* _Textauszug_
•••••

# Anlegen eines Forellenteiches



## Larsh11 (8. Mai 2005)

Hallo zusammen,
seit kurzer Zeit bin ich im Besitz eines grossem Grundstücks im Bergischen Land! Nun habe ich mir überlegt das ich um die Kosten des Forellensees zu sparen mir einfach einen eigenen Forellenteich anlegen könnte! Neben dem Grundstück läuft ein Fluss aus dem ich wie ich hoffe frischwasser für einen Zufluss entnehmen könnte! Einen Bagger würde ich von bekannten geliehen bekommen! Was muss ich nun beachten um dieses Projekt verwirklichen zu können! Oder ist es föllig absurt so einen Forellensee sich selber zu errichten! Es soll halt nur aus hobby gefischt werden! Hoffe das ich meinen Traum vom eigenen Forellensee nun endlich umsetzten kann! Habe noch so gut wie keine Ahnung in dieser Materie und freue mich über jeden Tip!
Vielen Dank für die hoffentlich Zahlreichen Antworten!
Lars


----------



## SchwalmAngler (9. Mai 2005)

•••••

* _Extrahierte Angaben_

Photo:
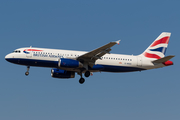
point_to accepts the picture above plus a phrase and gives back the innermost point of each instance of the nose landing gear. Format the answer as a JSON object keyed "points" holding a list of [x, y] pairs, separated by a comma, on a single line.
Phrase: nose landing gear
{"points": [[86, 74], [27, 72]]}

•••••

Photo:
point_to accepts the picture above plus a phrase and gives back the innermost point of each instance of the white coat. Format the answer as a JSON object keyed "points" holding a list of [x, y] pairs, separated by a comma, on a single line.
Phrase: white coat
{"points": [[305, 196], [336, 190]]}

•••••

* _Aufgaben zur Übung_
- 1) Zitiere aus dem Forumsbeitrag über den Forellenteich die Stelle zwischen „# Anlegen eines“ und „über jeden Tip!“, beide eingeschlossen.
- 2) Beantworte die folgenden Fragen anhand des Forumsbeitrags über den Forellenteich.
(a) In welcher Gegend liegt das Grundstück?
(b) Von wem würde Lars einen Bagger geliehen bekommen?
(c) Woher soll das Frischwasser für den Zufluss kommen?
- 3) Erkläre in ein bis drei Sätzen nach dem Forumsbeitrag über den Forellenteich, weshalb Lars einen eigenen Forellenteich anlegen möchte.

* _Lösungen je Aufgabe_
- 1)
# Anlegen eines Forellenteiches



## Larsh11 (8. Mai 2005)

Hallo zusammen,
seit kurzer Zeit bin ich im Besitz eines grossem Grundstücks im Bergischen Land! Nun habe ich mir überlegt das ich um die Kosten des Forellensees zu sparen mir einfach einen eigenen Forellenteich anlegen könnte! Neben dem Grundstück läuft ein Fluss aus dem ich wie ich hoffe frischwasser für einen Zufluss entnehmen könnte! Einen Bagger würde ich von bekannten geliehen bekommen! Was muss ich nun beachten um dieses Projekt verwirklichen zu können! Oder ist es föllig absurt so einen Forellensee sich selber zu errichten! Es soll halt nur aus hobby gefischt werden! Hoffe das ich meinen Traum vom eigenen Forellensee nun endlich umsetzten kann! Habe noch so gut wie keine Ahnung in dieser Materie und freue mich über jeden Tip!

- 2)
(a) Im Bergischen Land.
(b) Von Bekannten.
(c) Aus dem Fluss, der neben dem Grundstück verläuft.

- 3) Lars möchte einen eigenen Forellenteich anlegen, um die Kosten des Forellensees zu sparen. Gefischt werden soll dort nur als Hobby.